| EXERCISE INSTRUCTIONS |
Which lines run from the one containing "Phrase: crispy breadstick end" to the end of the entries? Quote them exactly, and nothing else.

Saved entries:
-------------------------
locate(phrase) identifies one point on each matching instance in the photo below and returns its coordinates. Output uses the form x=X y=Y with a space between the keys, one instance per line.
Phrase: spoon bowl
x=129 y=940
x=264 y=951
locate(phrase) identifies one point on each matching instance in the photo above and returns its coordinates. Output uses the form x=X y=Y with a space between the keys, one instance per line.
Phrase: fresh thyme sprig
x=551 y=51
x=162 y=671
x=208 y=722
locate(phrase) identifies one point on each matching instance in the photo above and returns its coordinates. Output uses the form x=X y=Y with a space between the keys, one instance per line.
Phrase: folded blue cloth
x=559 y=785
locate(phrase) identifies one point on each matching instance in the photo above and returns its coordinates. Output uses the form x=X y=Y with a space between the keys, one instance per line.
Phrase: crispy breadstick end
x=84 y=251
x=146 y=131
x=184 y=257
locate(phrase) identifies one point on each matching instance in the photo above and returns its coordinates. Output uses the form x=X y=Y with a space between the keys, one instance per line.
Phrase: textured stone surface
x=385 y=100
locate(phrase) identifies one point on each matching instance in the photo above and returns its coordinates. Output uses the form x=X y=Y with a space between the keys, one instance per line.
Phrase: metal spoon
-------------------------
| WRITTEN SOLUTION |
Phrase: crispy breadstick end
x=84 y=251
x=146 y=131
x=184 y=257
locate(phrase) identifies one point on each matching instance in the photo above and returns its coordinates. Output uses the form x=X y=Y with a space between the keys, one instance per line.
Phrase: textured stone surface
x=385 y=100
locate(phrase) identifies one point on each matching instance in the photo above and returns its coordinates. Output uses the form x=X y=Y with a space between the keys, one instance per line.
Phrase: metal spoon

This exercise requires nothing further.